Bill and Anabel also point out that "Agape" love is crucial in any marriage (John 13:34). They define "agape" love as "doing whatever is the most constructive, redemptive thing for your spouse, regardless of the situation or circumstances."

Bill and Anabel also review the six perceptual needs of the female in a marriage relationship as derived from the description of the relationship between Christ and the Church. Those needs are:

1. Listen to me.
2. Let me know that you are thinking about me.
3. Tell me that you love me.
4. Be aware of me.
5. Spend time with me.
6. Don't be harsh with me.

A key concept from today's lesson is this: "Satan is putting forth every effort to blur the roles that differentiate the two genders. Following the enemy's plan instead of God's guarantees a marriage vulnerable to destruction."

FOR PERSONAL REFLECTION
Do you understand that your fundamental role is choosing to be obedient to Christ? Have you really tried to follow His plan for your marriage? Or have you been rebellious, believing you have the right to demand that your needs be met before you will meet your spouse's needs?

Perhaps you've viewed your marriage as a tangled mess that seemed impossible to realign on Godly principles? But now you see the Biblical foundation for marriage and have an understanding of where the power to begin loving your spouse comes from. Confess your need and unreserved dependence on Him to live His life through you and so make your marriage all He intended it to be."

I want to encourage you to read the book, "The Lifetime Guarantee" that the church provided with this curriculum. Cindy began reading our copy and she said it is an excellent supplement to the DVD Curriculum. I plan to read our copy after she finishes. Several class members testified regarding the relevance and impact that they have experienced from reading this book. If anyone wishes to obtain a copy of the book, shoot me an e-mail, comment on this blog, or let me know verbally and we will get you a copy. E-mail: jimmycreel@suddenlink.net

NEXT WEEK: We will begin a six week session with Andy Stanley called, "The Five Ways God Grows Your Faith."

REMINDER: END OF SUMMER SWIMMING PARTY--after Church on September 26 @ Emerald Forest Swimming Pool. Bring a picnic main course for your family and some to share and a dessert or salad entree to share. We will provide ice, tea, water, cups and a place for your kids to swim.....and you too if you like. We have the pool reserved from 12:30 p.m. until 2:30 p.m. and if anyone wants to stay later than that, you can swim as Cindy and my guest.

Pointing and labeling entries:
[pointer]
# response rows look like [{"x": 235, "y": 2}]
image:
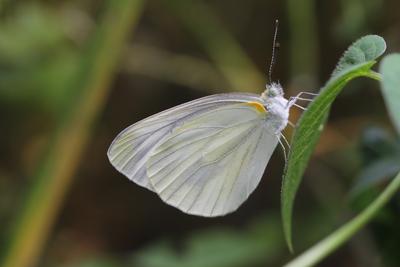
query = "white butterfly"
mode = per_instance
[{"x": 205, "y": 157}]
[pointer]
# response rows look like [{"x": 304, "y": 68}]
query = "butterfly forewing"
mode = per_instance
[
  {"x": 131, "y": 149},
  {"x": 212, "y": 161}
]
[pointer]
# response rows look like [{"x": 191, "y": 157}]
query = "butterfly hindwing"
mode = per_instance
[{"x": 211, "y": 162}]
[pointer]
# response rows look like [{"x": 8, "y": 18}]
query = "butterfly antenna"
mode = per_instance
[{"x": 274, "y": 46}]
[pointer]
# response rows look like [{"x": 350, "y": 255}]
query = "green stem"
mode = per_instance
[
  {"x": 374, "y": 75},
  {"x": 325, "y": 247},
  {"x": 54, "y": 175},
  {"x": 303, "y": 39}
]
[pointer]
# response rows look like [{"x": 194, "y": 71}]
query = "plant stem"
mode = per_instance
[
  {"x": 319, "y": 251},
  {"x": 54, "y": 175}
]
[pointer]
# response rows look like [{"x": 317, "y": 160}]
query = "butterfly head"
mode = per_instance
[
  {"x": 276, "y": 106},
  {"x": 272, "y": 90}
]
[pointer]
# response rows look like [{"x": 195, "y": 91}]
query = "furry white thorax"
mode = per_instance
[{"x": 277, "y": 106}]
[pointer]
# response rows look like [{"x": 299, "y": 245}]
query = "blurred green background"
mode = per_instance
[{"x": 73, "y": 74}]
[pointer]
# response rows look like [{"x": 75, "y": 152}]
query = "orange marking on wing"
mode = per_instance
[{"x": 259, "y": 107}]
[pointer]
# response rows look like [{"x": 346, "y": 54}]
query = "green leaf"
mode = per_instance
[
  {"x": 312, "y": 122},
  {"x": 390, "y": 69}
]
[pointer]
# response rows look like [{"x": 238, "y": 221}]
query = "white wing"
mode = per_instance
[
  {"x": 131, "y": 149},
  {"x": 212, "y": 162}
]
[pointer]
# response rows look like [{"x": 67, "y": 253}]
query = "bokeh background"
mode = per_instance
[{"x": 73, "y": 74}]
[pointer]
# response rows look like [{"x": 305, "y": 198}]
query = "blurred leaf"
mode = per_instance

> [Given instruction 1]: List the six perceptual needs of the female in a marriage relationship that the marriage lesson summary gives.
> [Given instruction 2]: In the marriage lesson summary, retype everything from "NEXT WEEK: We" down to "and my guest.".

> [Exercise output 1]:
1. Listen to me.
2. Let me know that you are thinking about me.
3. Tell me that you love me.
4. Be aware of me.
5. Spend time with me.
6. Don't be harsh with me.

> [Exercise output 2]:
NEXT WEEK: We will begin a six week session with Andy Stanley called, "The Five Ways God Grows Your Faith."

REMINDER: END OF SUMMER SWIMMING PARTY--after Church on September 26 @ Emerald Forest Swimming Pool. Bring a picnic main course for your family and some to share and a dessert or salad entree to share. We will provide ice, tea, water, cups and a place for your kids to swim.....and you too if you like. We have the pool reserved from 12:30 p.m. until 2:30 p.m. and if anyone wants to stay later than that, you can swim as Cindy and my guest.